___ GIVEN RECORDS ___
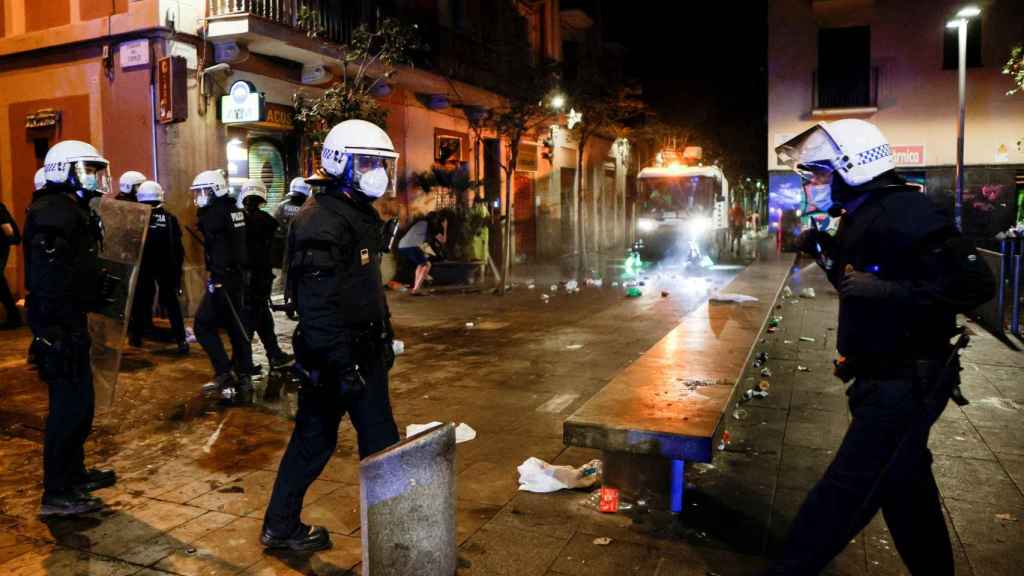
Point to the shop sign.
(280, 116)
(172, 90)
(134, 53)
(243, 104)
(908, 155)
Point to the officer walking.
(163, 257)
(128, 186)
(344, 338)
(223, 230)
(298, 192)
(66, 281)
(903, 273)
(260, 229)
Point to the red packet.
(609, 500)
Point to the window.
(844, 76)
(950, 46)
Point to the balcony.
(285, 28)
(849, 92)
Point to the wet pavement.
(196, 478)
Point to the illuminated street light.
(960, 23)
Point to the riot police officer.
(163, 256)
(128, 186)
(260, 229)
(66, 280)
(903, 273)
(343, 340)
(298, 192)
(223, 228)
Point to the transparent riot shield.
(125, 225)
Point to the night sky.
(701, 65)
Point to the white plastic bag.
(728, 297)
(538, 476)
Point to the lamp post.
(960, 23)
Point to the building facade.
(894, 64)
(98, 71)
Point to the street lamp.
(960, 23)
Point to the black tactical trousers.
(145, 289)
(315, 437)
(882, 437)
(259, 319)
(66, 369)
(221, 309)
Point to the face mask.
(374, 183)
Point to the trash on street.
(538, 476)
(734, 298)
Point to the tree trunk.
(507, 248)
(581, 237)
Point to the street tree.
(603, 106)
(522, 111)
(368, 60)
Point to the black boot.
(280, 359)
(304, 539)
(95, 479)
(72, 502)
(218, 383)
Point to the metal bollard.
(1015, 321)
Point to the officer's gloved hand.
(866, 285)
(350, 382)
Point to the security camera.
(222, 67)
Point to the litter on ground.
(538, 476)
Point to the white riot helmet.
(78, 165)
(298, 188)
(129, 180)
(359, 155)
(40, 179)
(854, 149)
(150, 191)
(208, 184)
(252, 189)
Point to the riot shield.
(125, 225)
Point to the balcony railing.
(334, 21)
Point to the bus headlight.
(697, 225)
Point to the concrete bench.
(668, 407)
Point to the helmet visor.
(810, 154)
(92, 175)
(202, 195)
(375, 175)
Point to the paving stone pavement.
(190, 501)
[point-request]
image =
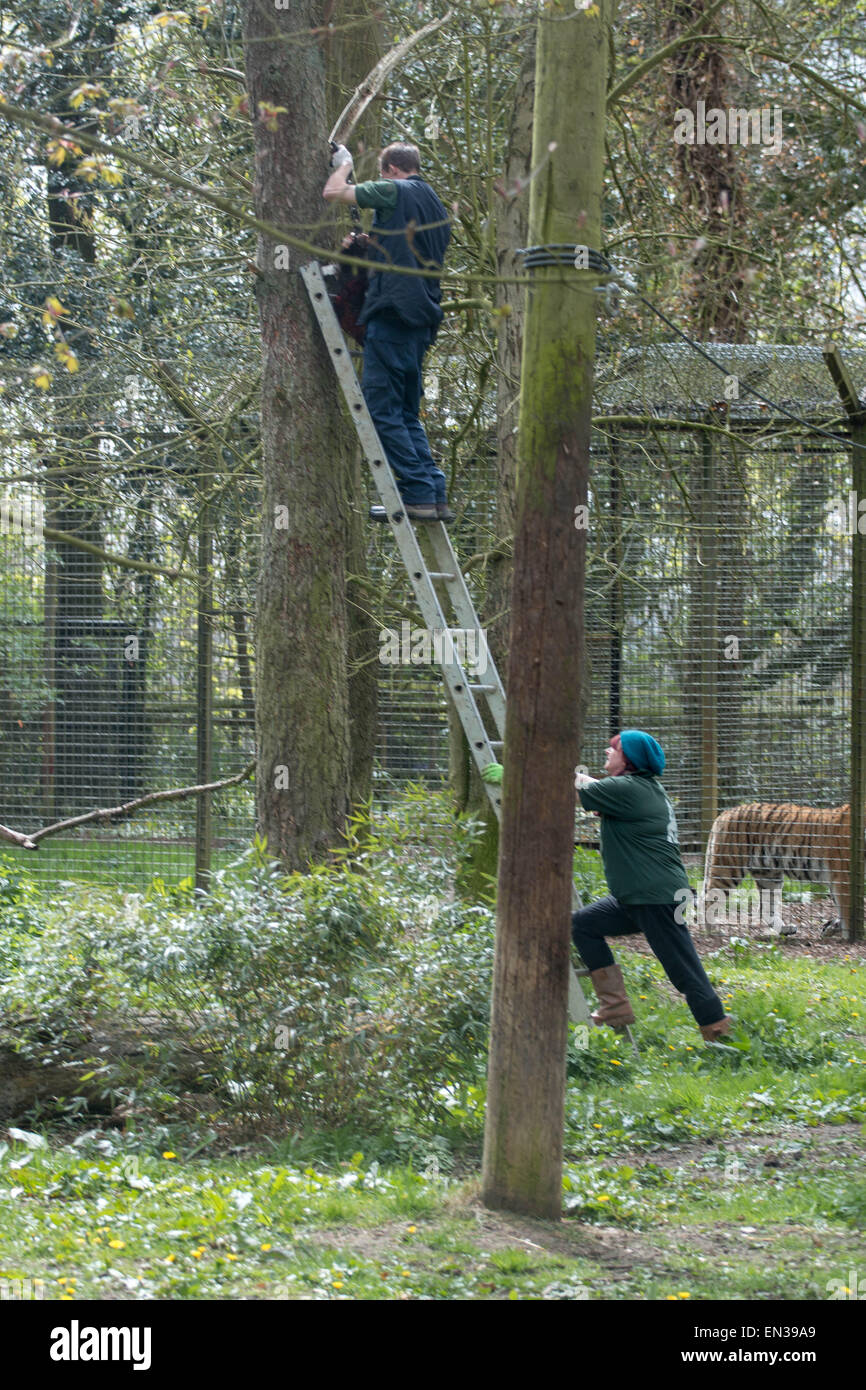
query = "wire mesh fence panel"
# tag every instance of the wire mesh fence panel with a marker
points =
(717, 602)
___
Word for word, retype the lines from the one that contains "Point to the security camera." through the final line of the data, both ends included, excluding pictures.

Point to the security camera.
(222, 67)
Point to the litter on ground.
(538, 476)
Point to the white riot helmet.
(78, 165)
(298, 188)
(129, 180)
(359, 155)
(40, 179)
(854, 149)
(150, 191)
(208, 184)
(252, 189)
Point to the riot shield.
(125, 225)
Point to the balcony railing.
(334, 21)
Point to the bus headlight.
(697, 225)
Point to the concrete bench.
(668, 407)
Point to the helmet visor.
(810, 154)
(92, 175)
(202, 195)
(375, 175)
Point to the paving stone pavement.
(190, 501)
[point-request]
image =
query = "wire mesh fence panel"
# tag every instance of the wire mesh fence panel with a marker
points =
(717, 602)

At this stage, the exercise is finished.